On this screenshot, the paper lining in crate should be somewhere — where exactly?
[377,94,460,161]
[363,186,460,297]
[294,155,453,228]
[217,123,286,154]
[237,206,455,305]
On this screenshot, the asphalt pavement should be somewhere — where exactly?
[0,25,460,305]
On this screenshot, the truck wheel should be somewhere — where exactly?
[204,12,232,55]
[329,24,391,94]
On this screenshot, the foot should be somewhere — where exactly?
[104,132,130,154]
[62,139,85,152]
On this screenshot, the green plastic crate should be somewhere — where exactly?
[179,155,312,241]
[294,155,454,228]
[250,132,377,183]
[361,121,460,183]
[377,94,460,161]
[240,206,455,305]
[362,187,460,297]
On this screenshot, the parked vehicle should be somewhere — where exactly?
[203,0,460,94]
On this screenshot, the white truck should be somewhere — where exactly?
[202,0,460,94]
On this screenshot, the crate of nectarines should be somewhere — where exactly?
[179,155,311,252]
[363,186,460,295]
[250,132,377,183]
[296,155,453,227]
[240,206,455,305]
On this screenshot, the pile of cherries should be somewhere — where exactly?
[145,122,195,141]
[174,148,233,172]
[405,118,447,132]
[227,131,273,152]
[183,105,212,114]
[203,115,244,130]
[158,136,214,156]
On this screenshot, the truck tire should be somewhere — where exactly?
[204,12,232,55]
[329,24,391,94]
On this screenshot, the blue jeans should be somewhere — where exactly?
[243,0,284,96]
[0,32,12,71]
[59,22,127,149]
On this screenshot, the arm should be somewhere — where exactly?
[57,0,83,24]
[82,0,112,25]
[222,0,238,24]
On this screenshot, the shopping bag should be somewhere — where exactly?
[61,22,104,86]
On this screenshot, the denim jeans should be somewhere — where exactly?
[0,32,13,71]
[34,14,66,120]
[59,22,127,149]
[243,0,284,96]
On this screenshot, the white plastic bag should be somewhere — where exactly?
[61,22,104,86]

++++++

[Exercise] Rewrite all of the material above, swapping "where exactly" for "where precisely" each time it occurs and changing nothing else.

[Task response]
On this screenshot, the paper lining in crate should be somewhere — where precisely?
[377,94,460,161]
[363,186,460,297]
[294,155,453,228]
[217,123,286,154]
[237,206,455,305]
On this screenshot, the asphalt pavement should be somewhere — where precisely?
[0,25,460,305]
On this screenshot, the truck wheel should be somewhere — where precisely?
[204,12,232,55]
[329,24,391,94]
On this screenshot, the foot should be somewhere — where precisely?
[104,132,130,154]
[62,139,85,152]
On this screenshot, the green plastic crate should be somewhere — where precisely?
[179,155,312,241]
[294,155,454,228]
[250,132,377,183]
[361,121,460,183]
[377,94,460,161]
[240,206,455,305]
[362,187,460,297]
On this screenshot, the parked vehicle should be somewhere — where precisely?
[203,0,460,94]
On this screenshot, the white truck should be somewhere — where precisely?
[202,0,460,94]
On this screenshot, the crate of nectarines should be somewhere — where precisely?
[179,155,311,252]
[363,186,460,295]
[250,132,377,183]
[296,155,453,227]
[240,206,455,305]
On this screenshot, the pile of cherries should be somewhere — where precisely?
[145,122,195,141]
[174,148,233,172]
[405,118,447,132]
[227,131,273,152]
[183,105,212,114]
[203,115,244,130]
[158,136,214,156]
On this screenshot, the truck tire should be somewhere — where precisely?
[204,12,232,55]
[329,24,391,94]
On this screenshot, the blue jeans should be somewhere — where precisely?
[243,0,284,96]
[0,32,12,71]
[59,22,127,149]
On this screenshot, the arm should be somewhere — where precisely?
[57,0,83,24]
[82,0,112,25]
[222,0,238,24]
On this screenshot, the shopping bag should be somewhere — where precisely?
[61,22,104,86]
On this screenshot, the denim jeans should be somewhere — where precisely?
[0,32,13,71]
[34,14,66,120]
[59,22,127,149]
[243,0,284,96]
On this screenshot, the white plastic bag should be somewhere — where precisely?
[61,22,104,86]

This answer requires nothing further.